Extract to read:
********************

A central pocket microdomain within the F head regulates cell-cell fusion. (A) (Left panel) Homology model of the prefusion CDV F trimer (49). The central pocket is highlighted (green, monomer B; red, monomer A). (Right panel) Close-up view of residues defining the central microdomain. (Residues in the monomer B are color coded green, and residues in monomer A are color coded red). (B) Syncytium formation assay. Cell-cell fusion induction after cotransfection of Vero cells with plasmid DNA encoding mutant CDV F proteins and MeV H proteins. Representative fields of view were captured 24 h posttransfection with a confocal microscope (Olympus FluoView FV1000). (C) Quantitative cell-cell fusion assay. Fusion activity was quantitatively assessed as described in the legend to Fig. 1G.

When the temperature dependence of F refolding was assessed, we found that all of these CDV F variants were destabilized compared to standard F (Table 1). We also noted that the CDV F-S332A variant, although destabilized, was the only trimer that reproducibly exhibited reduced fusion in Vero-cSLAM cells (Fig. 7A and B). We propose that this F mutant is very likely impaired by one or multiple additional steps required for productive fusion pore formation.

TABLE 1.

Prefusion F protein stability of CDV

CDV	Temp of conformation switch (°C)a
	No drug	+3g
F-wt	58–60	65–67
F-L326A	50–52	60–62
F-L372G	44–46	51–53
F-L372A	51–53	60–62
F-P331A	50–52	60–62
F-S332A	50–52	60–62
F-V447T	51–53	61–63

^aDetermined by detecting the temperature at which 50% of the F population was bound by the antiprefusion MAb and the other 50% was bound by the antitrigger MAb.

FIG 7.

Prefusion F trimers with reduced activation energy levels are resistant to a potent morbillivirus cell entry inhibitor (3g). (A) Syncytium formation assay. Cell-cell fusion induction after cotransfection of Vero-cSLAM with plasmid DNA encoding F proteins and H proteins in different combinations (as indicated in the figure) in the absence (no drug) or presence (+3g) of the antiviral compound. Representative fields of view were captured with a confocal microscope (Olympus FluoView FV1000) 24 h posttransfection. (B and C) Quantitative cell-cell fusion assay. Fusion activity was quantitatively assessed as described in the legend to Fig. 1G.

F trimers with a mutated central pocket are resistant to inhibition by the AS-48 class of morbillivirus membrane fusion inhibitors.

********************

Data records:
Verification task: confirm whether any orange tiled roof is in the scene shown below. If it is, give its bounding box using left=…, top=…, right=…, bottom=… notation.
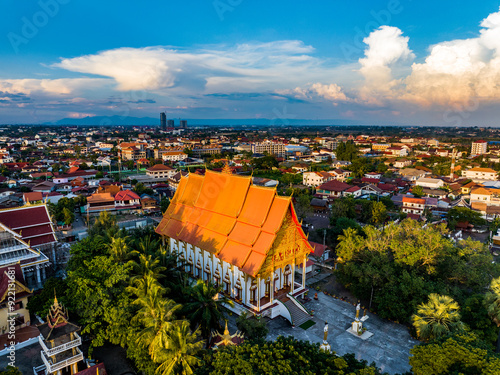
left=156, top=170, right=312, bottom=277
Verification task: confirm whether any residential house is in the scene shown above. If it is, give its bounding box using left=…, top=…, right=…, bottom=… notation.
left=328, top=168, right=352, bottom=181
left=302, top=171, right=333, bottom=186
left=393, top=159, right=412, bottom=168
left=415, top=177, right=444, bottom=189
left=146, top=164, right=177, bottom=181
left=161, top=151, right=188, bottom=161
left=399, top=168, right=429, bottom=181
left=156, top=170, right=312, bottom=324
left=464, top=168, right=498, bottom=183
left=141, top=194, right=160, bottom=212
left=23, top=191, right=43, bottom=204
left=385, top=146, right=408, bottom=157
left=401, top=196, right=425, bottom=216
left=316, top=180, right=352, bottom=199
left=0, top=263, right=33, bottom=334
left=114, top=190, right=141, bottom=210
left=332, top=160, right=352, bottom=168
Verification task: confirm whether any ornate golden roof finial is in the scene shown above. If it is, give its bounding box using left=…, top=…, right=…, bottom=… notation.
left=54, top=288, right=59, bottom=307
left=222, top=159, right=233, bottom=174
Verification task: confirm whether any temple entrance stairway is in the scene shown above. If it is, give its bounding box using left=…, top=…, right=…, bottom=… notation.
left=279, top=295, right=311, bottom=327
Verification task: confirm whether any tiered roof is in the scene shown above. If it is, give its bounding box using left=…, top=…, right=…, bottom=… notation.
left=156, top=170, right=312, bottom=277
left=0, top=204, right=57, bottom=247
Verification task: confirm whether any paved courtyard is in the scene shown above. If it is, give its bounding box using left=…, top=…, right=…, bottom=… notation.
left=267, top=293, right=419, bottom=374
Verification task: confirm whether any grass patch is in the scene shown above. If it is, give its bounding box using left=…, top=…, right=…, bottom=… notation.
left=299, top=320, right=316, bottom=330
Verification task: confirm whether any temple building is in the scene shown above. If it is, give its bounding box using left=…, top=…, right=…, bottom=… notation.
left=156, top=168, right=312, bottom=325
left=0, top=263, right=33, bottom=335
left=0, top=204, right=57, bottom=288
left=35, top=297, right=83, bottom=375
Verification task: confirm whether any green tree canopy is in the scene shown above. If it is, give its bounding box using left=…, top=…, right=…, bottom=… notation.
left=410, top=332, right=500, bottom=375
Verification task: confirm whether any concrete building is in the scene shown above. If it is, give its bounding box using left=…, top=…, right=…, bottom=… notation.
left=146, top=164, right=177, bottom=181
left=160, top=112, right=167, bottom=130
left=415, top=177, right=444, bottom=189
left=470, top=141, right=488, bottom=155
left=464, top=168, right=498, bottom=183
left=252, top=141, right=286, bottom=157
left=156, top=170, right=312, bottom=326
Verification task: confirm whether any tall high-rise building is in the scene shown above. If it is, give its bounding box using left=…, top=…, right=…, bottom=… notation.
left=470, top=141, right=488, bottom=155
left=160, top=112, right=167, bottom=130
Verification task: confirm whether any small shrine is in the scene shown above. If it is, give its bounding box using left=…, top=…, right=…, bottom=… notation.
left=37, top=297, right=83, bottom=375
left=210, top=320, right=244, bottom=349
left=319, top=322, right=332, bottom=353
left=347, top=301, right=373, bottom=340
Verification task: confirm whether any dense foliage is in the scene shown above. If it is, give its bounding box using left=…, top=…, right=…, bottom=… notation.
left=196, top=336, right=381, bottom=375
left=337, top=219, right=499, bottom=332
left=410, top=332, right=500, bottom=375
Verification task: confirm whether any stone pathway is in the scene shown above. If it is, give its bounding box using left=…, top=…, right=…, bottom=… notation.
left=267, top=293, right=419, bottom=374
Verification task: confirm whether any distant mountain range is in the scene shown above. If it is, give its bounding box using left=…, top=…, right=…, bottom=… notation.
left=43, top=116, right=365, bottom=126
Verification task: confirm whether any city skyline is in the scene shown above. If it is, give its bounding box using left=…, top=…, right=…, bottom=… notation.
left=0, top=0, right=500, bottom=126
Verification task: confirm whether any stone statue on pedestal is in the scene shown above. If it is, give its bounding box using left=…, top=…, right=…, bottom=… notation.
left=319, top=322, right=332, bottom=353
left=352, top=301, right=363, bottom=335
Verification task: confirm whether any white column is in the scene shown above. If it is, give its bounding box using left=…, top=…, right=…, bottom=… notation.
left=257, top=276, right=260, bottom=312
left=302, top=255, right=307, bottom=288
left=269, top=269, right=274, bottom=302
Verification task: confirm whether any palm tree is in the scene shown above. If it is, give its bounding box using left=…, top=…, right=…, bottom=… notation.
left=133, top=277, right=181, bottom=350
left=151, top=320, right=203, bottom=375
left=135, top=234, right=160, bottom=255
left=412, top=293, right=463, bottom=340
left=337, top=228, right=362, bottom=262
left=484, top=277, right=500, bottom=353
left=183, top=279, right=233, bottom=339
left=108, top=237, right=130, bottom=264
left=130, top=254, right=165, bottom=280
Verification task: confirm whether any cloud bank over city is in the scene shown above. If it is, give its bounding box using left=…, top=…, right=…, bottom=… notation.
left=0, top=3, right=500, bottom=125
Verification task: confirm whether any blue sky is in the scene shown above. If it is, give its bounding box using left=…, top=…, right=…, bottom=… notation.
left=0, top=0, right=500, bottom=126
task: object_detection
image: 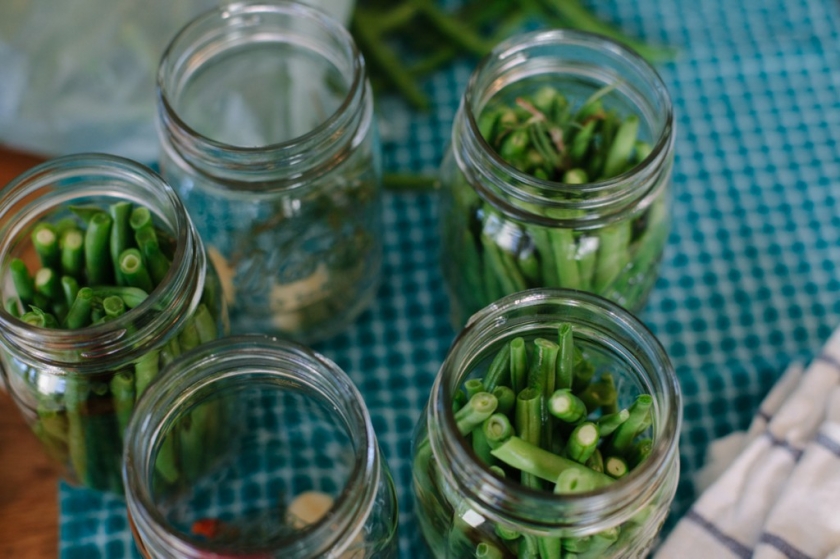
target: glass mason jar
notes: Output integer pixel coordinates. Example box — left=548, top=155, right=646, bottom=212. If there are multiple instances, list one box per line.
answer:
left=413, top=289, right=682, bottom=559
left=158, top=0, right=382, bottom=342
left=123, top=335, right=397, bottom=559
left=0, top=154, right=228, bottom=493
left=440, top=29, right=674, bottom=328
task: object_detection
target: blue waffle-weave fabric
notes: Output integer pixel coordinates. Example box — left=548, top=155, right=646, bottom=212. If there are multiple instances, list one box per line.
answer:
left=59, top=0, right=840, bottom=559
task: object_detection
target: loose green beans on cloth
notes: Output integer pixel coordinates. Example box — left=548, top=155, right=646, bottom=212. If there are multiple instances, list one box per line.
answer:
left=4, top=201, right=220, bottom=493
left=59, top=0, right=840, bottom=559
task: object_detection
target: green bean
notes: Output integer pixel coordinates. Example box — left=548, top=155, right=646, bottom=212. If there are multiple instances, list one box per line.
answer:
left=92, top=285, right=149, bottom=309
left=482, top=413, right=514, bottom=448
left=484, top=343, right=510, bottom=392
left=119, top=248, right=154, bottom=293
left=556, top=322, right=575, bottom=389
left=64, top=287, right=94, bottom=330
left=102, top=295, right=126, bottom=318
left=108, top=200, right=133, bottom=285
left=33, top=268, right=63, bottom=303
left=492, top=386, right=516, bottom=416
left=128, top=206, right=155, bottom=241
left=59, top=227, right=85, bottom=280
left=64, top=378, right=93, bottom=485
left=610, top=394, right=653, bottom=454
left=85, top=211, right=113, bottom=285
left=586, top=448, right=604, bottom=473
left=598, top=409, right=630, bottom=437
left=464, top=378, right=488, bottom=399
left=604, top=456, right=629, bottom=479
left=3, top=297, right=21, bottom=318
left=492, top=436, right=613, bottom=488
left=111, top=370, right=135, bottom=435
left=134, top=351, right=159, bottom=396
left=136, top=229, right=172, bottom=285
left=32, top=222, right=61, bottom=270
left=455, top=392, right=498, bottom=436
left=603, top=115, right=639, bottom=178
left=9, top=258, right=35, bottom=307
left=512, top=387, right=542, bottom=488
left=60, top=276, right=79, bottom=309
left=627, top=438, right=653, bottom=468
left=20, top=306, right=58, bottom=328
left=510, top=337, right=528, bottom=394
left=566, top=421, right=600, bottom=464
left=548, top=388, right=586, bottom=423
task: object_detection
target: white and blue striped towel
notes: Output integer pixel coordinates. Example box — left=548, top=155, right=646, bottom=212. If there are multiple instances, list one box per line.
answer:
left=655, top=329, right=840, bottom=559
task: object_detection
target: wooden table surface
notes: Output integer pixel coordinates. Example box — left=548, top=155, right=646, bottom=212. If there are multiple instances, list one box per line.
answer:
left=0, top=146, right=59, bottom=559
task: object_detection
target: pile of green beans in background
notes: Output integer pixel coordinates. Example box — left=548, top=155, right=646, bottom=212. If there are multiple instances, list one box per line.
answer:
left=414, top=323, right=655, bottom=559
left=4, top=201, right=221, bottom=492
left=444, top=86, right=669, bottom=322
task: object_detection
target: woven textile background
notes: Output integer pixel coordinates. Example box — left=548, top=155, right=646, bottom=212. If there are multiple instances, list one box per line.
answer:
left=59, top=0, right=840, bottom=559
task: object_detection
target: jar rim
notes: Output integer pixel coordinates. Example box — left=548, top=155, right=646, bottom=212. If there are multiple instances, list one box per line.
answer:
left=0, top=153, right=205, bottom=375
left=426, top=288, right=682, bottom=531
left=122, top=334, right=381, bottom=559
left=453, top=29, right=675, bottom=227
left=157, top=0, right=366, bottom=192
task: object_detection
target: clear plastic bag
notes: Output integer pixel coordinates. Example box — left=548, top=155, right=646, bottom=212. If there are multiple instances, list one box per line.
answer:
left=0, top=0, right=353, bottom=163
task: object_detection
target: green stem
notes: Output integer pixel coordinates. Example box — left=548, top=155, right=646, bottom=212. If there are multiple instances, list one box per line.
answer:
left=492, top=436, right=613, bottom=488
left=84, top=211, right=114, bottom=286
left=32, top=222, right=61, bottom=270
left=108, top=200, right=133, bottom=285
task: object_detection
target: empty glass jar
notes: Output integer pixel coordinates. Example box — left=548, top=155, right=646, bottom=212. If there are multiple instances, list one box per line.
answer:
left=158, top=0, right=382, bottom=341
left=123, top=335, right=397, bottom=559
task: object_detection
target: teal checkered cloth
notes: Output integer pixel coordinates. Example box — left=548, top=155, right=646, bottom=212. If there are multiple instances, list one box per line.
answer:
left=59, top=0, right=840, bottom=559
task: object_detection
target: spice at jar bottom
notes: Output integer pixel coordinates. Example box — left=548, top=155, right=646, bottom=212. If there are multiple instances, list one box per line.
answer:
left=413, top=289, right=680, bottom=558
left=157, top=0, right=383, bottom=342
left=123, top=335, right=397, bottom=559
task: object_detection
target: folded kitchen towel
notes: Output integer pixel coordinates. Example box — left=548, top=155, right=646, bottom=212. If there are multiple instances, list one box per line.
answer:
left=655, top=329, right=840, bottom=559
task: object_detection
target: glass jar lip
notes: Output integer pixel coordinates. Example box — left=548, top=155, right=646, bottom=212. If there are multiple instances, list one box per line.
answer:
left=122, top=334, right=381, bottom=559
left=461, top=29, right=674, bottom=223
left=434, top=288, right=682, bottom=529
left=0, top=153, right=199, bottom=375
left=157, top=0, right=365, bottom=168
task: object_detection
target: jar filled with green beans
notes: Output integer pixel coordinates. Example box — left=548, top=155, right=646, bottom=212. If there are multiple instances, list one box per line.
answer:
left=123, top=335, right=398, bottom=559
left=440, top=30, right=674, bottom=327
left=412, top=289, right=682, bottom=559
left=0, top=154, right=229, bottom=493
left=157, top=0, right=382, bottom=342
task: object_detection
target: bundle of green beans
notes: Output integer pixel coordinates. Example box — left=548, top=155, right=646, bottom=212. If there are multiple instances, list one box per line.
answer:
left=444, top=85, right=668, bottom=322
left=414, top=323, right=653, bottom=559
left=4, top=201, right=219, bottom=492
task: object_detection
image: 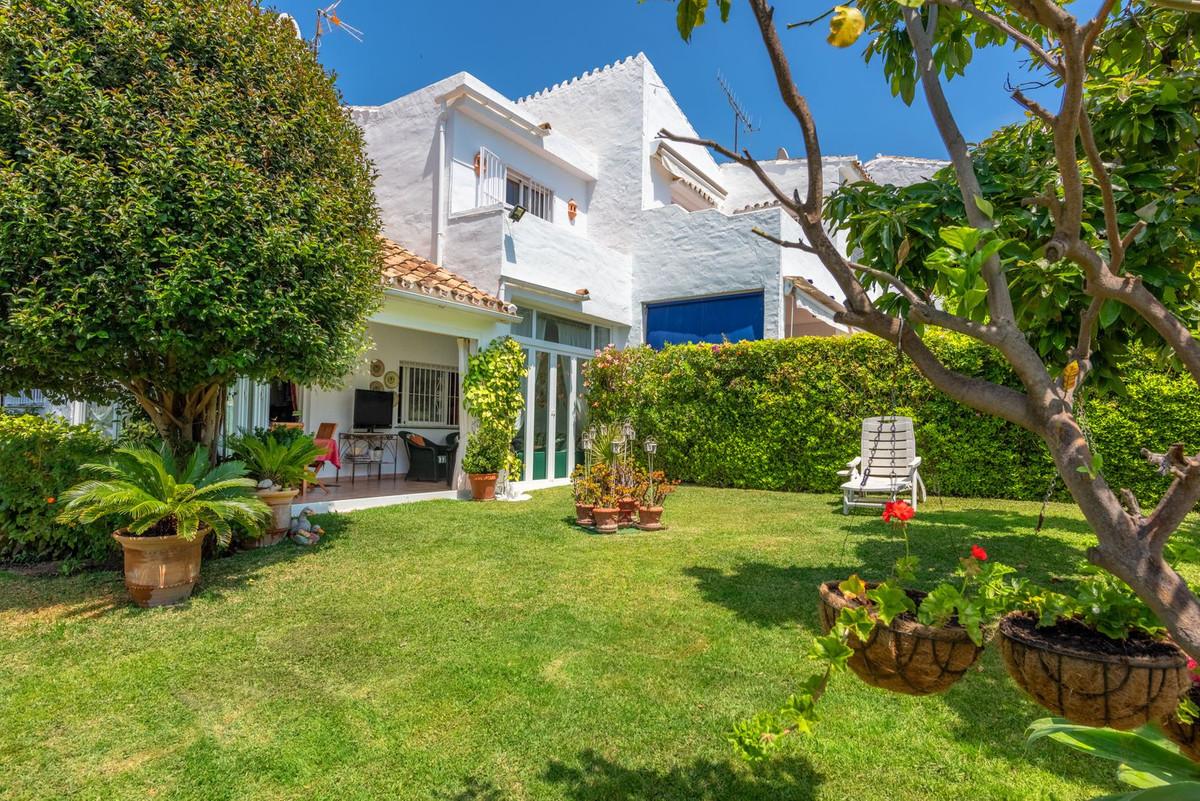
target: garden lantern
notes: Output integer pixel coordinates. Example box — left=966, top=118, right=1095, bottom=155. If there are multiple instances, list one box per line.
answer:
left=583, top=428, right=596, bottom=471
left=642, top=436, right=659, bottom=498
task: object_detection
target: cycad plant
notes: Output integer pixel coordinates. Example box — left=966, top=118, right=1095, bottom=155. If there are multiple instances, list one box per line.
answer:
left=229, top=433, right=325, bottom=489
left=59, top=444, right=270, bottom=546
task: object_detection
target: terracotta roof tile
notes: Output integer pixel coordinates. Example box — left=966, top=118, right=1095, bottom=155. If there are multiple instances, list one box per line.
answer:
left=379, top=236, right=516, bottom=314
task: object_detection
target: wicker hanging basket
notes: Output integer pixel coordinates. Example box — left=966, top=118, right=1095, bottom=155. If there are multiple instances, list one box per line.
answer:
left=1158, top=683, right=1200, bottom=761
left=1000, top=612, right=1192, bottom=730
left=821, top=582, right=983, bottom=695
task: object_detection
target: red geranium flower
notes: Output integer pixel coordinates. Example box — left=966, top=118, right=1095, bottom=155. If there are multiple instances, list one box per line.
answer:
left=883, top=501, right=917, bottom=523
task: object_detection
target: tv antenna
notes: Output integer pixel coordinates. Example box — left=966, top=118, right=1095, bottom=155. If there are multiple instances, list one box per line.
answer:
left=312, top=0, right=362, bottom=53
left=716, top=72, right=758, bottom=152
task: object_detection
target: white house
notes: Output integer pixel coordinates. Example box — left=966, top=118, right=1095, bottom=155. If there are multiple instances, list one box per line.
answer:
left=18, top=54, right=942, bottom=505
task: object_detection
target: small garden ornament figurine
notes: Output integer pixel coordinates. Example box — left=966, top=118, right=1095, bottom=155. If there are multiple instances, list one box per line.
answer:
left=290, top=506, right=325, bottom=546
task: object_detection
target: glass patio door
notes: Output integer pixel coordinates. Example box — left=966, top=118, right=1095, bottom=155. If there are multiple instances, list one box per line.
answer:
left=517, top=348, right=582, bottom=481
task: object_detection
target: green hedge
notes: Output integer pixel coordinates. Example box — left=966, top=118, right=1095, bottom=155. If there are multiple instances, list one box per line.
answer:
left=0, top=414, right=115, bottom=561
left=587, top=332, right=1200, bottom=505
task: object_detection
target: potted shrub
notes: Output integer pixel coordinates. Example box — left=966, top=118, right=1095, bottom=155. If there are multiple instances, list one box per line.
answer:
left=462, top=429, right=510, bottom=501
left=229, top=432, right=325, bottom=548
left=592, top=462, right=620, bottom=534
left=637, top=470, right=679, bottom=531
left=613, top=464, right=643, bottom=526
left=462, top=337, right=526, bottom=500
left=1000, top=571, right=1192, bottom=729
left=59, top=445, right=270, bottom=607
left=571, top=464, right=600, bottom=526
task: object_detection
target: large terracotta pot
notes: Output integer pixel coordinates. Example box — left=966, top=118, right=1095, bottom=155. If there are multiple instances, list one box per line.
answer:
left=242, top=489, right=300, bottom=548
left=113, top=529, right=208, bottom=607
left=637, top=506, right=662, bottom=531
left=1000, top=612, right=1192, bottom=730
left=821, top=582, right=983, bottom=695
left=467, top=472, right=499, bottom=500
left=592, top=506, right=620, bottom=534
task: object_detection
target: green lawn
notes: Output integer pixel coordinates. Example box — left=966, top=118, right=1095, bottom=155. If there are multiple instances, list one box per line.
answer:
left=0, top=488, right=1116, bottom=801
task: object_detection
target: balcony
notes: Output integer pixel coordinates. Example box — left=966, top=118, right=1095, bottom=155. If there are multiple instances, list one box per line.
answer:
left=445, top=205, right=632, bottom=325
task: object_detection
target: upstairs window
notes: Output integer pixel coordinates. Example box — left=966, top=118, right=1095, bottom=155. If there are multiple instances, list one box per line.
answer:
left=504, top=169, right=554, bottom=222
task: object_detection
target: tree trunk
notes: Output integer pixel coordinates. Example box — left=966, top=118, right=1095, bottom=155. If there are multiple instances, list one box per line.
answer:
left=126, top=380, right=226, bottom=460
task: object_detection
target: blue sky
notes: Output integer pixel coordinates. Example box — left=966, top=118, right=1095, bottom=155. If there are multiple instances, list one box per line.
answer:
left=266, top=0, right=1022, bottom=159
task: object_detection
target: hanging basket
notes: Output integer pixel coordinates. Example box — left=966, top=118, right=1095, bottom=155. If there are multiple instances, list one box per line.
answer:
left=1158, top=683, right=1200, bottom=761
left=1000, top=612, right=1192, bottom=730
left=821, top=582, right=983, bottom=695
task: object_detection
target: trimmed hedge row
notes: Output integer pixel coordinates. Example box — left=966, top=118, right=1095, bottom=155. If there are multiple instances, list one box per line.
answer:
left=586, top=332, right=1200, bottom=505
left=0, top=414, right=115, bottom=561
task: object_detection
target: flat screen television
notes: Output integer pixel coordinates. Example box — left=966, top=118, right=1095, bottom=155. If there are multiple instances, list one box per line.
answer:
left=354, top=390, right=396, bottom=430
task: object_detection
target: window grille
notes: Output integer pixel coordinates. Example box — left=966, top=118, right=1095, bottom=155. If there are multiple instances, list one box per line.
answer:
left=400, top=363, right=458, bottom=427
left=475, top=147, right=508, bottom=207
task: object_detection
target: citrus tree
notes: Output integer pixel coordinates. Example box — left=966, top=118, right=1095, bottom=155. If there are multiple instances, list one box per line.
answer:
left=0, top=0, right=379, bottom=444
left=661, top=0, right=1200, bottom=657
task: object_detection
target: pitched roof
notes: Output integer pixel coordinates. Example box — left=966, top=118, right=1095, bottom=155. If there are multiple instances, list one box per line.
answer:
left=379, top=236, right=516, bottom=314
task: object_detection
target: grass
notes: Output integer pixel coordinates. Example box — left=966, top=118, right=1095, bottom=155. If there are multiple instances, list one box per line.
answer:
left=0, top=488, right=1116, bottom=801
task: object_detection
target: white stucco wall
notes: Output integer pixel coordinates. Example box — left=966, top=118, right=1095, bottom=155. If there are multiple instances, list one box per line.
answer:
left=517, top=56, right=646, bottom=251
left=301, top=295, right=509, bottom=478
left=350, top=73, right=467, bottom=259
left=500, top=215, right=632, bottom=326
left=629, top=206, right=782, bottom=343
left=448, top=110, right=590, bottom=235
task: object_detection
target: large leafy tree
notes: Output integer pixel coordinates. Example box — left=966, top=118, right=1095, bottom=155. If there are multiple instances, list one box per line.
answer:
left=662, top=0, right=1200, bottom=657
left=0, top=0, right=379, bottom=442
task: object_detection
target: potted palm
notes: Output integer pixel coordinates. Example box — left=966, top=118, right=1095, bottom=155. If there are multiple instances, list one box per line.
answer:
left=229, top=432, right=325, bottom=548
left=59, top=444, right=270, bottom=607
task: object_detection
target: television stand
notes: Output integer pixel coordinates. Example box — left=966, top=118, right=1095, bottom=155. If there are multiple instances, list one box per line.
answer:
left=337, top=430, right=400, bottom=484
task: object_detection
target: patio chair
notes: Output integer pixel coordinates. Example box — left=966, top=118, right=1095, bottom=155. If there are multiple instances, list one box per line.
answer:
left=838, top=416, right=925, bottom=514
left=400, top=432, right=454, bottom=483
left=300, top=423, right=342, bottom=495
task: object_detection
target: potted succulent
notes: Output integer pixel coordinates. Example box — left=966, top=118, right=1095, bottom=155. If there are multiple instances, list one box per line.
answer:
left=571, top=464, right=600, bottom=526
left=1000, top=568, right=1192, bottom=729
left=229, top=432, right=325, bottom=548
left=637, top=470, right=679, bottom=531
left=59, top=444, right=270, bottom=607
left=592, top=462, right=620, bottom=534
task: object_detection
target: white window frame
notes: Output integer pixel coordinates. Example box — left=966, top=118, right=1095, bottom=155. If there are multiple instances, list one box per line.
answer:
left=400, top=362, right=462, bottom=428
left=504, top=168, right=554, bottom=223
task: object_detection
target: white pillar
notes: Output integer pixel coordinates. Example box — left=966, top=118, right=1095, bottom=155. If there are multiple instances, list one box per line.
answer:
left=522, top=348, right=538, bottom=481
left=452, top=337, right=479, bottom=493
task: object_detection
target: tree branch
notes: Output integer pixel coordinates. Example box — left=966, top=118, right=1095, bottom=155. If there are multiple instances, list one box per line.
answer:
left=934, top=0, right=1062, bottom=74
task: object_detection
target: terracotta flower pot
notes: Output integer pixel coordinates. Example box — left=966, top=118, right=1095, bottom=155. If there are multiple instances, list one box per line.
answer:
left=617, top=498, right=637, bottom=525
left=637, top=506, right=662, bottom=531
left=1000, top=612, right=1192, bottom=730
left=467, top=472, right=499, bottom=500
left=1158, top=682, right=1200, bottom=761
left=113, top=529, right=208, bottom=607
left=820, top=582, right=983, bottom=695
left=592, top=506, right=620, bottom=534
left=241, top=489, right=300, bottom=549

********************

Directions:
Answer these questions using the text on CDV F protein stability and fusion above.
(a) Which confocal microscope was used to capture the representative fields of view?
(b) In Table 1, what is the conformation switch temperature for F-L372G with no drug?
(c) Which CDV F variant was the only trimer that reproducibly showed reduced fusion in Vero-cSLAM cells?

Result for this task:
(a) The Olympus FluoView FV1000.
(b) 44–46 °C.
(c) F-S332A.